1.  to enable the judgment to be reviewed for the purpose of developing the law, or of ensuring the uniformity of court decisions, unless otherwise provided in (2), or

2.  to quash the judgment for want of a hearing in accordance with the law.

(2) Leave to lodge a complaint on a point of law is not granted in respect of the application of legal rules concerning procedure, and is granted in respect of the application of other legal rules only for the purpose of developing the law where

1.  a regulatory fine not exceeding one hundred euros has been assessed in respect of the person concerned, or an incidental consequence involving property has been imposed the value of which has been assessed in the judgment at a sum not exceeding one hundred euros, or

2.  the person concerned has been acquitted of a regulatory offence, or the proceedings have been discontinued and, in respect of the offence, the regulatory fine assessed in the regulatory fining notice or in the penal order did not amount to more than one hundred and fifty euros, or the public prosecution office applied for imposition of such regulatory fine.

☆ ☆ ☆ ☆ ☆

■ **What is asked**
Repeat word for word the part of the provision on complaints on a point of law starting at "1.  to enable the" and ending at "with the law.".

■ **Provided data**

☆ ☆ ☆ ☆ ☆

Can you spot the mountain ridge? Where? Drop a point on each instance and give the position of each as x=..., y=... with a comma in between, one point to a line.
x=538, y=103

☆ ☆ ☆ ☆ ☆

■ **The solution**
1.  to enable the judgment to be reviewed for the purpose of developing the law, or of ensuring the uniformity of court decisions, unless otherwise provided in (2), or

2.  to quash the judgment for want of a hearing in accordance with the law.